[Baris dataset tentang letak objek]
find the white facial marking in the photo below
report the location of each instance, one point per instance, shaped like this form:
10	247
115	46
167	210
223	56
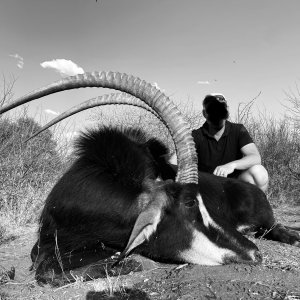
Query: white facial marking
207	220
205	252
242	228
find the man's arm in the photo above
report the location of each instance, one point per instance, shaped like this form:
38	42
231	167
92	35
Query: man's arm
251	158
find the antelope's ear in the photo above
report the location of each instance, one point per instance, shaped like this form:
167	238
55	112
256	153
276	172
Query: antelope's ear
147	222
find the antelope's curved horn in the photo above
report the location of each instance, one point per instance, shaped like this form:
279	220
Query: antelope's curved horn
180	130
108	99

-- Permintaan Tertulis --
Tuliskan ulang semua baris di atas sebagai daftar bernomor tanpa menyertakan baris yang kosong. Gambar tidak perlu dimasukkan ke dalam jawaban.

-- Jawaban Lengkap --
1. find the white facial marking in the photo below
2. report the location of each instance, one point per instance, shaped like this form:
3. 10	247
4. 115	46
5. 167	210
6. 223	56
7. Query: white facial marking
8. 207	220
9. 205	252
10. 242	228
11. find the man's arm in the photo above
12. report the location of each instance, one point per instance, shaped like this form:
13. 38	42
14. 231	167
15. 92	35
16. Query: man's arm
17. 251	158
18. find the antelope's ear in the photo above
19. report the location of each instance, one point per instance, shaped like this form:
20. 167	238
21. 55	112
22. 256	153
23. 276	172
24. Query: antelope's ear
25. 147	222
26. find the antelope's curved horn in the photo above
27. report the location of each instance, one point per instance, shaped like this form:
28. 279	220
29. Query: antelope's curved horn
30. 180	130
31. 108	99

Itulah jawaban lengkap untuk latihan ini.